— THE REQUEST —
Write out every one of the lines below word for word, leaving out the pictures.

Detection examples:
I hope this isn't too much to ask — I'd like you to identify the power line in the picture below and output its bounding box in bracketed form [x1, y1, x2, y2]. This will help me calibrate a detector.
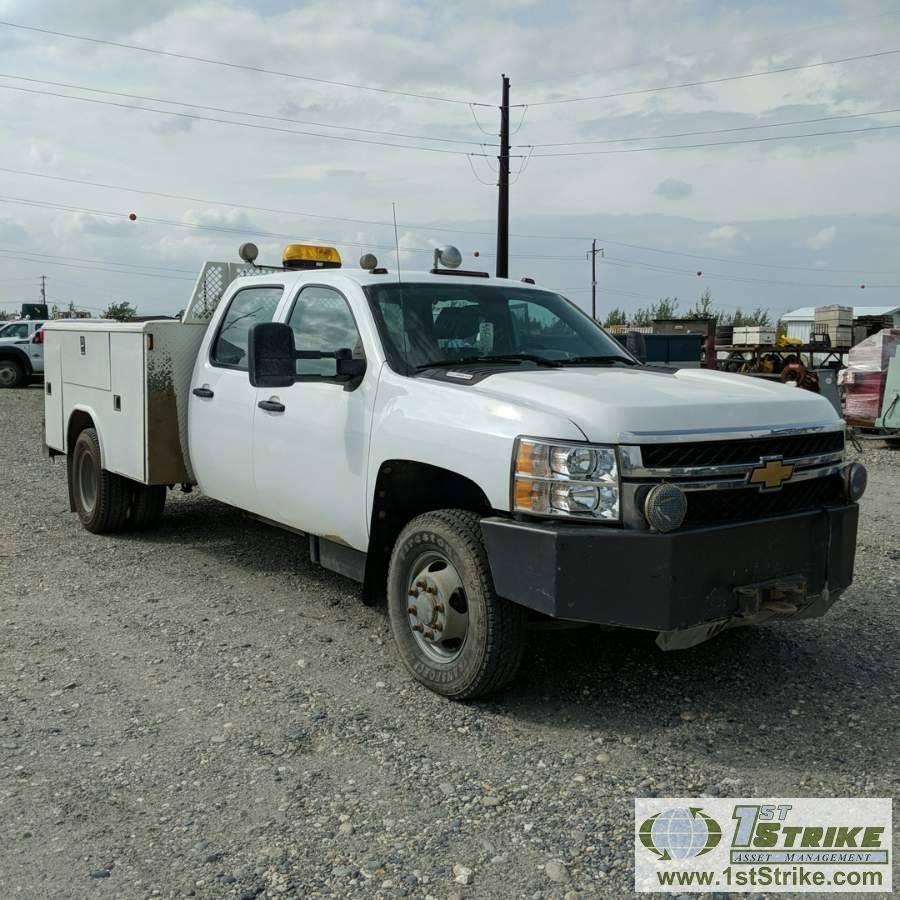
[532, 121, 900, 159]
[524, 46, 900, 106]
[516, 106, 900, 149]
[0, 21, 494, 106]
[0, 166, 897, 275]
[0, 81, 500, 156]
[0, 250, 196, 275]
[601, 256, 900, 290]
[0, 73, 496, 147]
[0, 251, 196, 281]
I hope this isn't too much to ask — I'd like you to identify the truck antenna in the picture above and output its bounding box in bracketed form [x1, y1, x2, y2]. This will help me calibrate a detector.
[391, 200, 409, 372]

— RESULT OF THE TASK —
I hope this isn't too much to ask — I'd like you to identify the power line in the picture below and output its bounding box in bracketed form [x1, y1, x2, y2]. This will help me calibrate a detector.
[532, 121, 900, 159]
[524, 46, 900, 106]
[516, 106, 900, 149]
[0, 21, 494, 106]
[0, 166, 897, 275]
[0, 81, 500, 156]
[0, 250, 196, 275]
[601, 256, 900, 290]
[0, 73, 496, 147]
[0, 251, 196, 281]
I hope this isn't too much to ask — I'd like you to identify the truck antenna in the picture above and output its bounding box in bracketed form [x1, y1, x2, y2]. This will help me calibrate a detector.
[391, 200, 409, 372]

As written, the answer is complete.